━━━━━ Excerpted data
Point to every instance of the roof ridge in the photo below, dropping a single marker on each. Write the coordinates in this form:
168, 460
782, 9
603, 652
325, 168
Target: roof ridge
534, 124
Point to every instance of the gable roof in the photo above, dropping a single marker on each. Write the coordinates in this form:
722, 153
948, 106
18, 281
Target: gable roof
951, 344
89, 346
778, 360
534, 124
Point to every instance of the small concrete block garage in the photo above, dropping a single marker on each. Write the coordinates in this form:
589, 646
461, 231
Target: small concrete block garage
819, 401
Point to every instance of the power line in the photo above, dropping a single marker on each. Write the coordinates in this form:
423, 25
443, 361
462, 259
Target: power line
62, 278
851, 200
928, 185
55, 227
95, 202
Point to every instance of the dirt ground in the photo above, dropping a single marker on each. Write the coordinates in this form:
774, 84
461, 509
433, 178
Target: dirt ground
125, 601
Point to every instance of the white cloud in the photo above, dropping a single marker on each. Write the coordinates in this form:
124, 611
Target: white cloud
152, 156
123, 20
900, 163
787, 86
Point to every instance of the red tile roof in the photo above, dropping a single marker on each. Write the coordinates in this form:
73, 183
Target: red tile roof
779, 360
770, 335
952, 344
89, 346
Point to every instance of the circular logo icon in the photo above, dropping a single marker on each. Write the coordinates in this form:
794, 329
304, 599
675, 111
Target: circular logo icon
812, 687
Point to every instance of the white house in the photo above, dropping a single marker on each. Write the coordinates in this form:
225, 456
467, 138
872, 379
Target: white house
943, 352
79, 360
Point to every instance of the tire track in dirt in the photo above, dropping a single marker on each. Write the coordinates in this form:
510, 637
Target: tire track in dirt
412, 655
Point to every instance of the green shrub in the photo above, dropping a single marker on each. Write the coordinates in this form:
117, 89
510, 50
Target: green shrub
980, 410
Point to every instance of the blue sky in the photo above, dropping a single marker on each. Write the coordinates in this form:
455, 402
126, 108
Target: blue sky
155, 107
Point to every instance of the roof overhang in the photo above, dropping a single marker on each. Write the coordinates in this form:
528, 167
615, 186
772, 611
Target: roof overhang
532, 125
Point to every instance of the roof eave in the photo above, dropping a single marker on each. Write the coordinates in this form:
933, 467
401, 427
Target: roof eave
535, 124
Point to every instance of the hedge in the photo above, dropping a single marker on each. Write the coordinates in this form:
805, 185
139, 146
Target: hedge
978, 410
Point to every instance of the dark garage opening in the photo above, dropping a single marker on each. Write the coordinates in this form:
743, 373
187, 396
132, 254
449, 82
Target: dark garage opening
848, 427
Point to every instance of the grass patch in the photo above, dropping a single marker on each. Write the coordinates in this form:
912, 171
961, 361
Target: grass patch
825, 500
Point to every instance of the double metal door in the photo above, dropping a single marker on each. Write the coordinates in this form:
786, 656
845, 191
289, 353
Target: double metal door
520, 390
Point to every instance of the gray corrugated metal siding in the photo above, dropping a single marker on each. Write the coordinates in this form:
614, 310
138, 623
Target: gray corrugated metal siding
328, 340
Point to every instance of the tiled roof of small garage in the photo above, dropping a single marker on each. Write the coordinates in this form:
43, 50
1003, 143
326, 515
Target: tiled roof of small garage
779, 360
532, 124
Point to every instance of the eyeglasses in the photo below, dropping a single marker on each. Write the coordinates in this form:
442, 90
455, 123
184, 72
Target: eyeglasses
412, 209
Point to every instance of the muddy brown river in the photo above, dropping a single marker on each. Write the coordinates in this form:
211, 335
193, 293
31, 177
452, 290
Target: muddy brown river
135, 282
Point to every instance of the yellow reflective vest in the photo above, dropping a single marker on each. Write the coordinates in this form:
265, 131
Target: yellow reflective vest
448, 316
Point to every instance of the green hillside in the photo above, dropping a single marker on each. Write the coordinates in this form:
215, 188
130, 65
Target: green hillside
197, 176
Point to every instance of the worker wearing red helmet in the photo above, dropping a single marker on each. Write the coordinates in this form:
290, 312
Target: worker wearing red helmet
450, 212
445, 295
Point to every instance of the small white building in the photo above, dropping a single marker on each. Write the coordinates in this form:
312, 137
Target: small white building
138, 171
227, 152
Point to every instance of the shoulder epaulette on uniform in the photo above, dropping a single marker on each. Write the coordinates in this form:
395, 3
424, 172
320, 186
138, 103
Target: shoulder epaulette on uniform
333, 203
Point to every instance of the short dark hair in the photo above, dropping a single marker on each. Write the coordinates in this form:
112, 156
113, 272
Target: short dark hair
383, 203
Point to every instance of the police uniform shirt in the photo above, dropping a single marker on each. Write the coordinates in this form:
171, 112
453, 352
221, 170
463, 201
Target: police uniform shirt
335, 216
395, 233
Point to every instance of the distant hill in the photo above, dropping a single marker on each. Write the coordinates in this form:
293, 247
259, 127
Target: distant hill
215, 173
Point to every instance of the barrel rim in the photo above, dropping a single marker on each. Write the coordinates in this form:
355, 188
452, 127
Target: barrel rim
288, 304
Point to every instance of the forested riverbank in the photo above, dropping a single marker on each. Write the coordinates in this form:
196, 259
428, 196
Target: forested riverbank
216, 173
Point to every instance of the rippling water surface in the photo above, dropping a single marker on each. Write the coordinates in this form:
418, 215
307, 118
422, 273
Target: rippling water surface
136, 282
━━━━━━━━━━
• [Exercise details]
Format the listing above as a Markdown table with two columns, Row and Listing line. Number the lines in order and leave out blank lines.

• [The answer]
| Row | Listing line |
|---|---|
| 1 | Point to every instance of the roof ridge in the photo below, dropping a single marker on each. Write the coordinates in this form: |
| 2 | 168, 460 |
| 3 | 782, 9 |
| 4 | 603, 652 |
| 5 | 325, 168 |
| 6 | Target: roof ridge |
| 7 | 534, 124 |
| 8 | Point to every instance of the gable roof in the photo above, dropping a single marker on each. Write the coordinates in this form: |
| 9 | 722, 153 |
| 10 | 948, 106 |
| 11 | 18, 281 |
| 12 | Target: gable roof |
| 13 | 951, 344 |
| 14 | 89, 346 |
| 15 | 778, 360 |
| 16 | 534, 124 |
| 17 | Point to every instance of the small concrete block garage in the photo above, dropping a single marker on each. Write the coordinates in this form: |
| 18 | 589, 646 |
| 19 | 461, 231 |
| 20 | Target: small concrete block garage |
| 21 | 819, 401 |
| 22 | Point to every instance of the power line in the photo above, dropping a single marker on each. Write the coordinates in this form: |
| 23 | 423, 25 |
| 24 | 443, 361 |
| 25 | 462, 259 |
| 26 | Target: power line |
| 27 | 62, 278 |
| 28 | 851, 200 |
| 29 | 928, 185 |
| 30 | 55, 227 |
| 31 | 95, 202 |
| 32 | Point to every instance of the dirt ground in the photo above, dropping a single marker on each. Write the coordinates in this form: |
| 33 | 774, 84 |
| 34 | 461, 509 |
| 35 | 433, 178 |
| 36 | Target: dirt ground |
| 37 | 125, 601 |
| 38 | Point to every instance of the white cloud in the photo above, dropping a single marker on each. Write the coordinates in this form: |
| 39 | 124, 611 |
| 40 | Target: white cloud |
| 41 | 152, 156 |
| 42 | 123, 20 |
| 43 | 900, 163 |
| 44 | 787, 86 |
| 45 | Point to every instance of the red tile roof in the photo above, dropping a single marker on each. Write the coordinates in this form: |
| 46 | 73, 183 |
| 47 | Target: red tile roof |
| 48 | 779, 360 |
| 49 | 770, 335 |
| 50 | 952, 344 |
| 51 | 89, 346 |
| 52 | Point to every instance of the circular logo icon in the photo above, dropping a single marker on each. Write the coordinates in this form: |
| 53 | 794, 329 |
| 54 | 304, 599 |
| 55 | 675, 111 |
| 56 | Target: circular logo icon |
| 57 | 812, 687 |
| 58 | Point to every instance of the white house in the photo above, dropping a single marker on each. Write the coordinates in this form: |
| 59 | 225, 456 |
| 60 | 467, 138 |
| 61 | 872, 379 |
| 62 | Target: white house |
| 63 | 943, 352 |
| 64 | 79, 360 |
| 65 | Point to every instance of the tire track in dirt in the photo above, dropping a single marker on each. Write the coordinates in this form: |
| 66 | 510, 637 |
| 67 | Target: tire track in dirt |
| 68 | 412, 655 |
| 69 | Point to every instance of the green shrub in the photo above, dropping a single marker on each. Write the coordinates in this form: |
| 70 | 117, 89 |
| 71 | 510, 50 |
| 72 | Target: green shrub |
| 73 | 980, 410 |
| 74 | Point to every instance of the blue sky in the photo above, dropping a single marker on each. Write the coordinates in this form: |
| 75 | 455, 402 |
| 76 | 126, 108 |
| 77 | Target: blue sky |
| 78 | 155, 107 |
| 79 | Point to every instance of the roof overhang in the photo above, dropping a single marker on each. Write the coordinates in this form: |
| 80 | 528, 167 |
| 81 | 615, 186 |
| 82 | 772, 611 |
| 83 | Target: roof overhang |
| 84 | 532, 125 |
| 85 | Point to every instance of the roof eave in the photo above, dropping a single marker on each. Write the coordinates in this form: |
| 86 | 933, 467 |
| 87 | 401, 427 |
| 88 | Target: roof eave |
| 89 | 535, 124 |
| 90 | Point to every instance of the hedge in the photo above, dropping a single marker on each. Write the coordinates in this form: |
| 91 | 805, 185 |
| 92 | 139, 146 |
| 93 | Target: hedge |
| 94 | 978, 410 |
| 95 | Point to every instance of the dark garage opening in the photo above, dropping a single marker on each. Write the coordinates in this form: |
| 96 | 743, 373 |
| 97 | 187, 396 |
| 98 | 132, 254 |
| 99 | 449, 82 |
| 100 | Target: dark garage opening |
| 101 | 848, 427 |
| 102 | Point to every instance of the grass patch in the photo above, dropping a single marker on each. Write the coordinates in this form: |
| 103 | 912, 171 |
| 104 | 961, 361 |
| 105 | Target: grass patch |
| 106 | 825, 500 |
| 107 | Point to every instance of the double metal door in the photo above, dropping a single marker on each. Write the coordinates in this form: |
| 108 | 786, 656 |
| 109 | 845, 191 |
| 110 | 289, 353 |
| 111 | Target: double metal door |
| 112 | 520, 390 |
| 113 | Point to every instance of the gray corrugated metal siding in the photo above, dropping a single marker on each. Write the coordinates in this form: |
| 114 | 614, 310 |
| 115 | 138, 623 |
| 116 | Target: gray corrugated metal siding |
| 117 | 328, 340 |
| 118 | Point to every instance of the tiled roof of small garage in the photo above, dropping a single marker on each. Write the coordinates in this form: |
| 119 | 43, 50 |
| 120 | 1003, 143 |
| 121 | 326, 515 |
| 122 | Target: tiled roof of small garage |
| 123 | 779, 360 |
| 124 | 532, 124 |
| 125 | Point to every instance of the eyeglasses in the photo below, dropping a single marker on each. Write the coordinates in this form: |
| 126 | 442, 90 |
| 127 | 455, 123 |
| 128 | 184, 72 |
| 129 | Target: eyeglasses |
| 130 | 412, 209 |
| 131 | Point to every instance of the muddy brown river in the photo above, dropping a single marker on each. Write the coordinates in this form: |
| 132 | 211, 335 |
| 133 | 193, 293 |
| 134 | 31, 177 |
| 135 | 452, 290 |
| 136 | Target: muddy brown river |
| 137 | 135, 282 |
| 138 | Point to every instance of the yellow reflective vest in the photo above, dropping a single marker on each. Write the coordinates in this form: |
| 139 | 265, 131 |
| 140 | Target: yellow reflective vest |
| 141 | 448, 316 |
| 142 | Point to every instance of the green hillside in the photo above, dropping a single marker on each. Write the coordinates in this form: |
| 143 | 215, 188 |
| 144 | 130, 65 |
| 145 | Target: green hillside |
| 146 | 197, 176 |
| 147 | Point to every instance of the worker wearing red helmet in the photo above, dropping a single marker on each. Write the coordinates in this form: |
| 148 | 290, 312 |
| 149 | Target: worker wearing red helmet |
| 150 | 450, 212 |
| 151 | 445, 295 |
| 152 | Point to every instance of the small white building in the photo above, dropping a single marker on each. Write the coordinates in this form: |
| 153 | 312, 137 |
| 154 | Target: small white building |
| 155 | 138, 171 |
| 156 | 227, 152 |
| 157 | Point to every instance of the shoulder epaulette on uniform in the photo above, dropping a single marker on each. Write the coordinates in this form: |
| 158 | 395, 3 |
| 159 | 424, 172 |
| 160 | 320, 186 |
| 161 | 138, 103 |
| 162 | Target: shoulder epaulette on uniform |
| 163 | 333, 203 |
| 164 | Point to every instance of the short dark hair in the photo above, dropping a single marker on each. Write the coordinates in this form: |
| 165 | 112, 156 |
| 166 | 113, 272 |
| 167 | Target: short dark hair |
| 168 | 383, 203 |
| 169 | Point to every instance of the police uniform shirt in the photo above, dropping a single marker on each. Write the coordinates in this form: |
| 170 | 171, 112 |
| 171 | 453, 352 |
| 172 | 221, 170 |
| 173 | 463, 201 |
| 174 | Target: police uniform shirt |
| 175 | 335, 216 |
| 176 | 395, 233 |
| 177 | Point to every instance of the distant hill in the photo above, dropping a single marker on each. Write the coordinates in this form: |
| 178 | 293, 247 |
| 179 | 259, 127 |
| 180 | Target: distant hill |
| 181 | 215, 173 |
| 182 | Point to every instance of the barrel rim in the photo above, dropping a single marker on each. Write the coordinates in this form: |
| 183 | 355, 188 |
| 184 | 452, 127 |
| 185 | Target: barrel rim |
| 186 | 288, 304 |
| 187 | Point to every instance of the forested riverbank in the photo above, dropping a single marker on each. Write the coordinates in this form: |
| 188 | 196, 259 |
| 189 | 428, 196 |
| 190 | Target: forested riverbank |
| 191 | 216, 173 |
| 192 | Point to every instance of the rippling water surface in the photo above, dropping a single marker on each. Write the coordinates in this form: |
| 193 | 418, 215 |
| 194 | 307, 118 |
| 195 | 422, 273 |
| 196 | Target: rippling water surface |
| 197 | 136, 282 |